──────── Source material

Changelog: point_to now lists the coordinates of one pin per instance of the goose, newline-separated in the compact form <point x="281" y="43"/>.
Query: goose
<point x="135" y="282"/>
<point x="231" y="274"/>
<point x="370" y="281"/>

────────────────
──────── Source material

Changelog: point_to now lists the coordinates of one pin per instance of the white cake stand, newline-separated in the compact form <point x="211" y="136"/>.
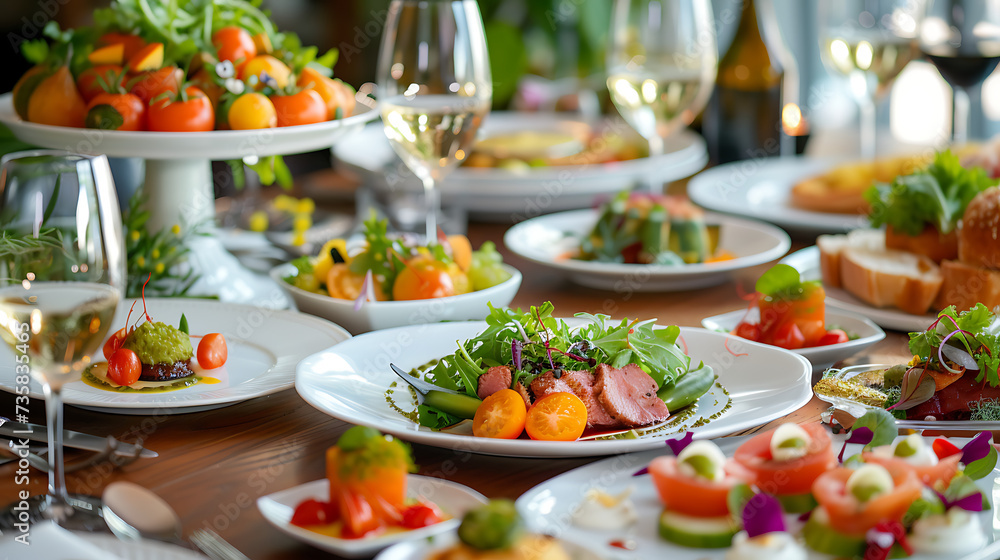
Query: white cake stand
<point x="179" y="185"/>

────────────────
──────── Source material

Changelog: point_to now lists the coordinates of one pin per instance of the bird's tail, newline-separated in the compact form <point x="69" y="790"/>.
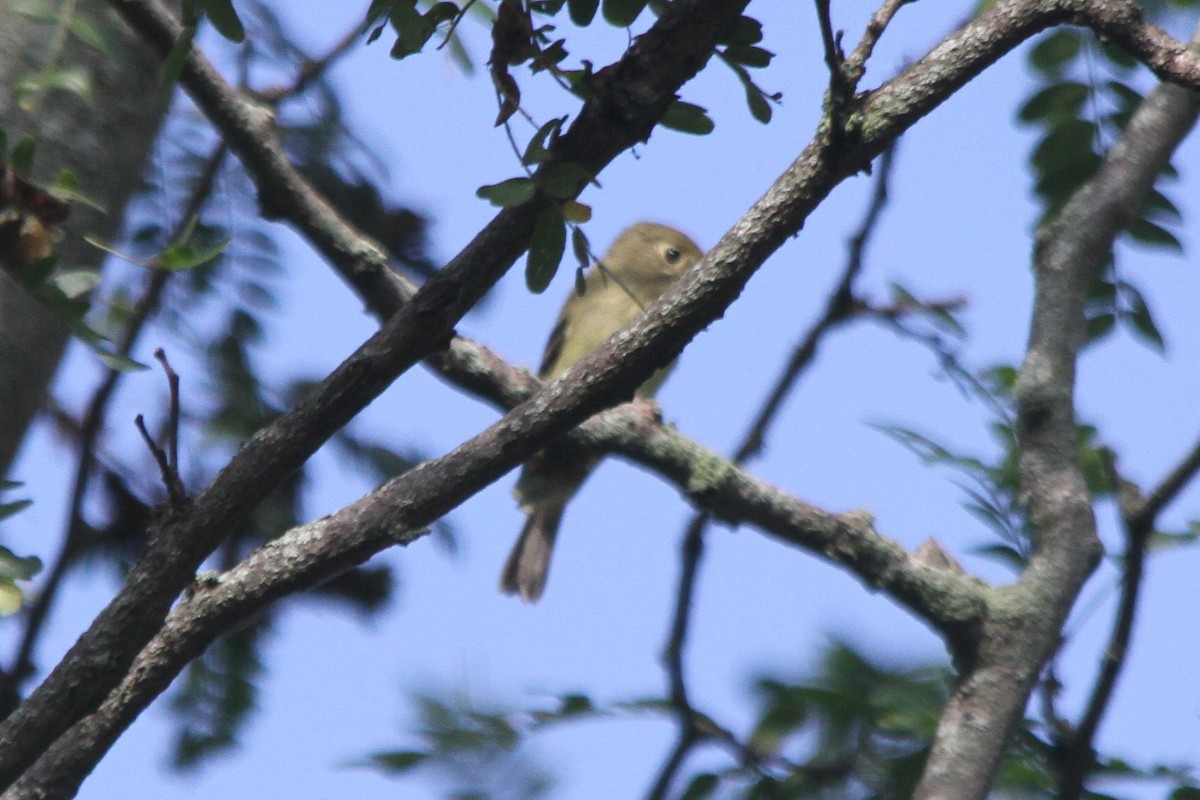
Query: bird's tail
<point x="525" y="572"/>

────────────────

What the task requires
Return every line holding the word "separated" from the records.

Output of the exercise
Changelog: point_to now lists the coordinates of one pin per instance of the goose, newline-separated in the compact form <point x="281" y="43"/>.
Changelog: point_to now lists the coordinates of one pin per instance of the white cake stand, newline-separated in the compact form <point x="211" y="136"/>.
Changelog: point_to now lists the coordinates of one pin per instance of the bird's tail, newline-separated in the compact form <point x="69" y="790"/>.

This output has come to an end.